=== Begin Enclosure ===

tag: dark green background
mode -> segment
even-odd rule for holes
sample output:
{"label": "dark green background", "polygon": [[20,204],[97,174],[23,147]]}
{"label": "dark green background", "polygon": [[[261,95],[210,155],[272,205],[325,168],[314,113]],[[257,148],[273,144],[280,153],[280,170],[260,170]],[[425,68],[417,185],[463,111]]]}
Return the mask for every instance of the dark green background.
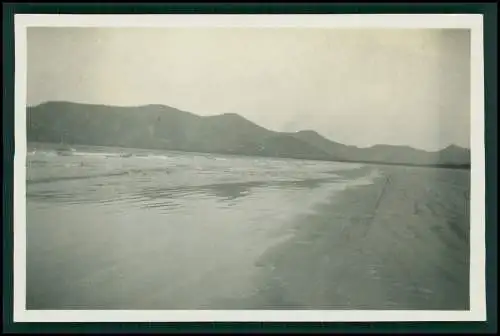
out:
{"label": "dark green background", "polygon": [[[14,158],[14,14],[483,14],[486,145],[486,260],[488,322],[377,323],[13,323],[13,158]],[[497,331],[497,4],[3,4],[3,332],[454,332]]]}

=== End Enclosure ===
=== Begin Enclosure ===

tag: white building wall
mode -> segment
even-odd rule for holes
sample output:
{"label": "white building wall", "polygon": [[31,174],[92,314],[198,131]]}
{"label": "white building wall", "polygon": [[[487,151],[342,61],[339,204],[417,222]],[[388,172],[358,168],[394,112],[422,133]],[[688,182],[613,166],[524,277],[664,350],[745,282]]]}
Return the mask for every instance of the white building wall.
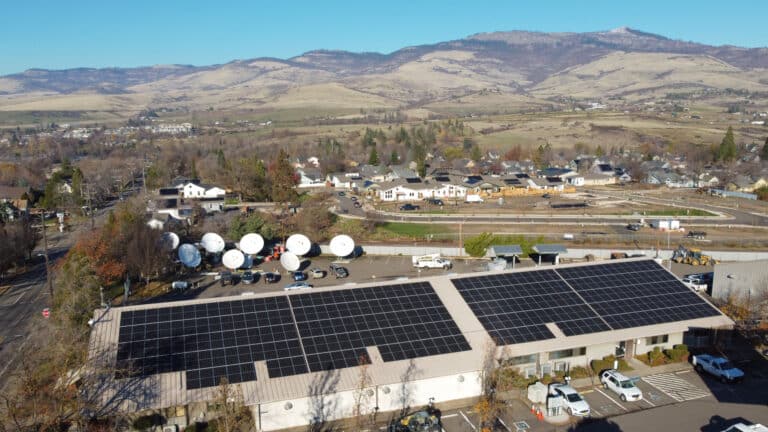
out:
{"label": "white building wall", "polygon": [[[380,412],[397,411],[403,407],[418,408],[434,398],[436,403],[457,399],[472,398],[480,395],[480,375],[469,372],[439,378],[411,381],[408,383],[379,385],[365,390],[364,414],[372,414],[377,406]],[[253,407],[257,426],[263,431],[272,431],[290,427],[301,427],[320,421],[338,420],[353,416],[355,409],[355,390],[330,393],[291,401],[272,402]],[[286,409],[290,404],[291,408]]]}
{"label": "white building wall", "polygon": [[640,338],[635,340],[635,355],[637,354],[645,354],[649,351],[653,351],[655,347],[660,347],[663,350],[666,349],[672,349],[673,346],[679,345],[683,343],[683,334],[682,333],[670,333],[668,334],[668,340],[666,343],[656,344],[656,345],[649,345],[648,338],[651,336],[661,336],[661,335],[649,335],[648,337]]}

=== End Enclosure ===

Task instructions: Please return all lines in the material above that include the word "instance".

Reply to the task:
Return the mask for every instance of the dark green background.
Return the mask for every instance of the white building wall.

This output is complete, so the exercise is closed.